— Begin PROVIDED RECORDS —
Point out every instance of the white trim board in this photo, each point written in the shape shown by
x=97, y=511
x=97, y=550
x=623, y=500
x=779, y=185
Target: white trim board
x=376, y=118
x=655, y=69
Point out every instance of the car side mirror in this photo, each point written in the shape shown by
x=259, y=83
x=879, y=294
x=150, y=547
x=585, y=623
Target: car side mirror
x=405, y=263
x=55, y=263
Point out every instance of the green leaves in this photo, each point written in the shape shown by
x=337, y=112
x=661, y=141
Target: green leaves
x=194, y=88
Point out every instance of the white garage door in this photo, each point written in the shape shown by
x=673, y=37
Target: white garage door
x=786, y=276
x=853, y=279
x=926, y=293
— End PROVIDED RECORDS —
REQUIRED WORK: Recast all of the records above as a Markdown table with two columns, Row and Line. Give each nonblank line its own numbered row and leave out blank lines.

WRITTEN ANSWER:
| Row | Line |
|---|---|
| 1 | Point out every instance of the white trim board in this photo, each point written in the shape shown by |
| 2 | x=97, y=511 |
| 3 | x=97, y=550 |
| 4 | x=623, y=500 |
| 5 | x=779, y=185 |
| 6 | Target: white trim board |
| 7 | x=376, y=118 |
| 8 | x=655, y=69 |
| 9 | Point out every instance of the car side mirror in this photo, each point written in the shape shown by |
| 10 | x=259, y=83 |
| 11 | x=879, y=294 |
| 12 | x=150, y=547 |
| 13 | x=585, y=623 |
| 14 | Target: car side mirror |
| 15 | x=405, y=263 |
| 16 | x=55, y=263 |
| 17 | Point out every instance of the green leaves in this photo, each point written in the shape shown by |
| 18 | x=337, y=112 |
| 19 | x=661, y=141 |
| 20 | Target: green leaves |
| 21 | x=194, y=88 |
| 22 | Point out every instance of the white garage door in this photo, each point written in the shape shown by |
| 23 | x=673, y=37 |
| 24 | Target: white garage door |
| 25 | x=786, y=276 |
| 26 | x=853, y=279 |
| 27 | x=926, y=293 |